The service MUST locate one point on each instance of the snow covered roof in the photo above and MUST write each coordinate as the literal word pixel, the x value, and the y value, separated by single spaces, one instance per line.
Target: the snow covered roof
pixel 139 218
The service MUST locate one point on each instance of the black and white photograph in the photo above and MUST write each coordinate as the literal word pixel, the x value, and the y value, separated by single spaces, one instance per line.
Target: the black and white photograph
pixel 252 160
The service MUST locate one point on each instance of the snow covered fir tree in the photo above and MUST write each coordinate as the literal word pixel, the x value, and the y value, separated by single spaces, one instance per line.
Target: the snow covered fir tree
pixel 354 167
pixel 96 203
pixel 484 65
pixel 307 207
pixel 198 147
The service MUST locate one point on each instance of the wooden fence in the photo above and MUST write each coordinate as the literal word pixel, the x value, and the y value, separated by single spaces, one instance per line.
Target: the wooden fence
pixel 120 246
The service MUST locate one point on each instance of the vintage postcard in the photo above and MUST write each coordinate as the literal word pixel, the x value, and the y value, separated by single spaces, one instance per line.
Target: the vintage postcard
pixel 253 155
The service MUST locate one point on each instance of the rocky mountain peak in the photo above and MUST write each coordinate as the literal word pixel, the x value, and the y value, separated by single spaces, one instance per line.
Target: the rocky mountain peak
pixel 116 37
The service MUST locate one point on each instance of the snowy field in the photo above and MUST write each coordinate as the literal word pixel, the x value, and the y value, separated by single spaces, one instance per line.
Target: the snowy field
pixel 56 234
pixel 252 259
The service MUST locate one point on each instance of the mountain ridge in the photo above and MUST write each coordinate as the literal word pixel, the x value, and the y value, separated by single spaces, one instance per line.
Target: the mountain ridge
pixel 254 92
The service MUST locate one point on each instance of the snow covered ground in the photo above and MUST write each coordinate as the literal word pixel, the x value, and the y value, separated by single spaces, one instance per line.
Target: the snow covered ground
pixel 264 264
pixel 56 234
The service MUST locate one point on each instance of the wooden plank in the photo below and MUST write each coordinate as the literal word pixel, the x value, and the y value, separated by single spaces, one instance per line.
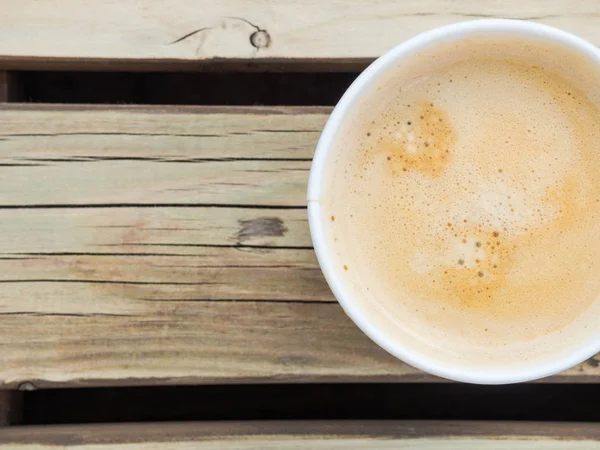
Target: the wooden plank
pixel 118 295
pixel 431 435
pixel 149 230
pixel 130 34
pixel 197 155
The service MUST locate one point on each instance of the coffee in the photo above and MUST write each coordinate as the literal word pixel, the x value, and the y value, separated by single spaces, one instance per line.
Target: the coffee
pixel 463 201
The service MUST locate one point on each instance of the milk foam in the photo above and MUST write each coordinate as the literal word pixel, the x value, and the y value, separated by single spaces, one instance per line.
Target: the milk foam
pixel 467 201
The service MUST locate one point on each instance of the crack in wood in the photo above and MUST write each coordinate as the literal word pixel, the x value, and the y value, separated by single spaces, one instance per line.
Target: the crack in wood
pixel 258 39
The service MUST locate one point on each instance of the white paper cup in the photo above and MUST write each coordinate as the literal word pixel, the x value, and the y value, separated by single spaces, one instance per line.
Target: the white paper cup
pixel 456 32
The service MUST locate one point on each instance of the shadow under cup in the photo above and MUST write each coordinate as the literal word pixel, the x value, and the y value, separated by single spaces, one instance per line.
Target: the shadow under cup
pixel 421 343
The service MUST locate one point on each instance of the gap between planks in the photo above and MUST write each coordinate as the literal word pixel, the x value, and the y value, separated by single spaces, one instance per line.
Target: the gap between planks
pixel 383 434
pixel 127 35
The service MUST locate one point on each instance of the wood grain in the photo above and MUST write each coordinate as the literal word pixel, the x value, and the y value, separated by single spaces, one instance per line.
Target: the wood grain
pixel 95 156
pixel 126 33
pixel 431 435
pixel 99 292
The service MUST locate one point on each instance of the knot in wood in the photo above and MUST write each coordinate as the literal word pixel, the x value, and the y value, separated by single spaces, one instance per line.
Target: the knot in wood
pixel 260 39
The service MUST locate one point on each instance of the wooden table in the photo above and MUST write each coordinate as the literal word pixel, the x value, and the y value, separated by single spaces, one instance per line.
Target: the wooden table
pixel 167 245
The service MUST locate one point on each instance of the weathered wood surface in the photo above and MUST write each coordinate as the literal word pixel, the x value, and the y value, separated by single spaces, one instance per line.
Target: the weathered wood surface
pixel 130 33
pixel 222 156
pixel 99 286
pixel 431 435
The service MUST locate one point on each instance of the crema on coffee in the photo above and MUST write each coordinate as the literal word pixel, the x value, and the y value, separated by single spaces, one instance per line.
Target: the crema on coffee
pixel 463 201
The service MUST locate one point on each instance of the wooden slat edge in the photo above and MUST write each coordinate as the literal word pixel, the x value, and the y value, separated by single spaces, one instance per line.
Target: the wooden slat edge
pixel 122 34
pixel 11 404
pixel 167 109
pixel 304 433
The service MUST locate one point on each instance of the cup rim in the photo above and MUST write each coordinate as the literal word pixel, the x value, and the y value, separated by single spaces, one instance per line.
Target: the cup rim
pixel 330 270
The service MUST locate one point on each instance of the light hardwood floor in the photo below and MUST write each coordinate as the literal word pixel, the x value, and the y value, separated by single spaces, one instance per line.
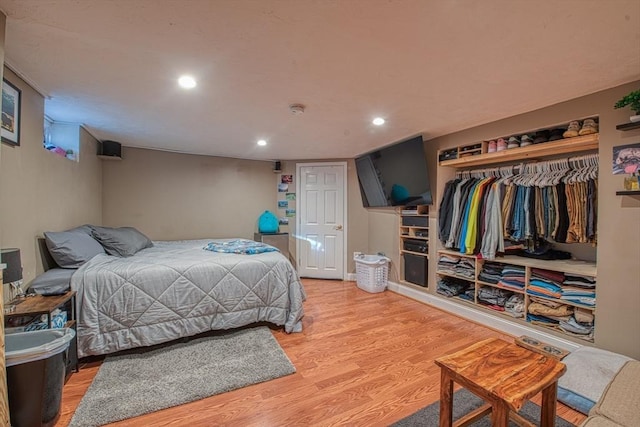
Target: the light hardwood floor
pixel 362 360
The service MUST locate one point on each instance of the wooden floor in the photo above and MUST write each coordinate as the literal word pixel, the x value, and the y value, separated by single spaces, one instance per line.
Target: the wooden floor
pixel 362 360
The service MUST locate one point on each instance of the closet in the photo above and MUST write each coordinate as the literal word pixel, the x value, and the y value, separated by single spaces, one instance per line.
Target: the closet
pixel 532 196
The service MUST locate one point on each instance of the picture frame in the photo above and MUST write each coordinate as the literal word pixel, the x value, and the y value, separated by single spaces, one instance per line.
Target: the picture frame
pixel 11 112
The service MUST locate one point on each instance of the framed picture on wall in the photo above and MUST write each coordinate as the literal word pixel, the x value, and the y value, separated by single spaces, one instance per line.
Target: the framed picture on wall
pixel 11 103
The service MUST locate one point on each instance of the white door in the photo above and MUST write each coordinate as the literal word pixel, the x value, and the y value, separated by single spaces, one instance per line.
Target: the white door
pixel 321 220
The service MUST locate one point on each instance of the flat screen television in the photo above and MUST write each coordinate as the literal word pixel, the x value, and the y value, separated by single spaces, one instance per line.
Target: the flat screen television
pixel 395 175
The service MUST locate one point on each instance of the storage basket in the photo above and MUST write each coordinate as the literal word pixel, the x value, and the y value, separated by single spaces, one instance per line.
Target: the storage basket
pixel 372 272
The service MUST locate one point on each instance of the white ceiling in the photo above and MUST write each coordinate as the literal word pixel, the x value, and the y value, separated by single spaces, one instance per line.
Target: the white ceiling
pixel 426 66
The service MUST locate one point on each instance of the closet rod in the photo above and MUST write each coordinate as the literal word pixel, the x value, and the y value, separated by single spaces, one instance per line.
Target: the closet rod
pixel 513 169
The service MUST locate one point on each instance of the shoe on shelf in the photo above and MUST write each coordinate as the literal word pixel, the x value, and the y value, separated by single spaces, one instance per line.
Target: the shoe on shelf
pixel 541 136
pixel 589 126
pixel 493 146
pixel 572 130
pixel 525 140
pixel 514 142
pixel 556 134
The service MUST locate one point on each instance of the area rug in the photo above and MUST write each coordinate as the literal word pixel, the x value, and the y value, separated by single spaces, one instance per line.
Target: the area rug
pixel 464 402
pixel 133 384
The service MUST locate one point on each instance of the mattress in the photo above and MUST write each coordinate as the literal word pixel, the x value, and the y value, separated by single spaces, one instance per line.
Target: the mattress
pixel 178 289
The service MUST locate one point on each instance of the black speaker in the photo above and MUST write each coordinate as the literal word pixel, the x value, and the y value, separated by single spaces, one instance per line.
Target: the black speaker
pixel 110 148
pixel 415 269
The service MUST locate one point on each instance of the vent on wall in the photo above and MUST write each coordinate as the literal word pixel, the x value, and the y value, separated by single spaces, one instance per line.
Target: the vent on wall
pixel 110 150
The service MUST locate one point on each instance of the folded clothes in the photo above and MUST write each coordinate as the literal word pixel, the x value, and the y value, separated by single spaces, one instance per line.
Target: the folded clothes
pixel 588 301
pixel 450 286
pixel 541 319
pixel 572 325
pixel 579 278
pixel 554 276
pixel 493 296
pixel 515 305
pixel 580 284
pixel 583 316
pixel 544 310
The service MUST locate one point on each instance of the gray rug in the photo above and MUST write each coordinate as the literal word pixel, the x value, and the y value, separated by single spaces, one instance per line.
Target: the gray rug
pixel 133 384
pixel 464 402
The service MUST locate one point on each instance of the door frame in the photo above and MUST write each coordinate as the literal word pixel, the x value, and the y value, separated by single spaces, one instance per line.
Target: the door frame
pixel 345 217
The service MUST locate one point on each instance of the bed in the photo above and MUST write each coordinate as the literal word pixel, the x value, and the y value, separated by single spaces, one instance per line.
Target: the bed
pixel 176 289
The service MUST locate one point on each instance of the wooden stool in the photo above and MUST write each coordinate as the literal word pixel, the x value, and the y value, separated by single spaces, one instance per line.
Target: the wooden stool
pixel 505 376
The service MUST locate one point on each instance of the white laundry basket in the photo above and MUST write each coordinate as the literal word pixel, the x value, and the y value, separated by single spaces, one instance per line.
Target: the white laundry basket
pixel 372 272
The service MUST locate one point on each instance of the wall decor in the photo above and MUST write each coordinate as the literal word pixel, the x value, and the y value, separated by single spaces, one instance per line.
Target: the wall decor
pixel 11 102
pixel 626 159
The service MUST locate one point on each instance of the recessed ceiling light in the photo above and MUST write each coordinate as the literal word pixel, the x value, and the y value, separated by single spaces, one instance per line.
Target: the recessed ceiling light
pixel 187 82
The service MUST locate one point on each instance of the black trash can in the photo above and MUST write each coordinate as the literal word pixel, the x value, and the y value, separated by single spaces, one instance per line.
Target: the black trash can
pixel 35 375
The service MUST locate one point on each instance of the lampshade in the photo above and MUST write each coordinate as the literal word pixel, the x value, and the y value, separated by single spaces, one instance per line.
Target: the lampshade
pixel 13 272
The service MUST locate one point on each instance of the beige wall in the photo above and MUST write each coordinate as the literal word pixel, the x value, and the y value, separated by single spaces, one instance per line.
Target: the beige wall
pixel 41 191
pixel 618 251
pixel 172 196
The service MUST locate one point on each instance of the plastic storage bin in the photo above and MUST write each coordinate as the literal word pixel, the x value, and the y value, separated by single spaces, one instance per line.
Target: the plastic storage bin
pixel 35 375
pixel 372 272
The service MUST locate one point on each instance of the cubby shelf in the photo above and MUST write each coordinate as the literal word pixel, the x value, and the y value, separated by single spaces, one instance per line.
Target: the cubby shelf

◆ **YOUR OBJECTIVE**
Transcribe the records above exactly, but only from the line that contains "of the wall" through their final line, inclusive.

◆ **TASK OUTPUT**
The service MUST locate one point on each instance of the wall decor in the photo above and MUST write each coordinate as the literal word pixel, the x value, and the y value, separated by single spaces, one instance per line.
Target: the wall decor
pixel 11 102
pixel 626 159
The service MUST locate one point on each instance of the recessed ceiling light in the photo above and MUST write each coordinate as the literal word pixel, the x value, and the y value, separated by single spaces, one instance per line.
Target: the recessed ceiling light
pixel 187 82
The service MUST locate one point on each instance of the black trash can in the photo above and MUST write each coordinate as the literal word pixel, the x value, and the y value, separated by single spaces, one instance per line.
Target: the black trash can
pixel 35 375
The service MUST locate one point on each instance of the lampshade in the photo above and MUST write each coordinate as the literal word pixel, the x value, and the y value, separated by single spaces, one instance per line.
Target: the lampshade
pixel 13 272
The service MUST locate one point on each instance of the beige wall in the photo above and MUST write each coordinate as the literal word pixel, the x value, and the y value, separated by single spaces, one instance per line.
Target: the beige wall
pixel 41 191
pixel 618 251
pixel 172 196
The service MUST locate one point on each instance of the plastic storage bin in the photo above and MUST write each coordinate as the literal word pixel, the x value, and the y value, separated by single spaces, one instance per line.
Target: the plastic storage bin
pixel 35 375
pixel 372 272
The service MUST locate one point on each instance of the cubby shelf in the photo above and MUST write each coordinate as the literal word pixel, the x value, and the y value, separated by single spaces, one instance per line.
Target: the cubby shelf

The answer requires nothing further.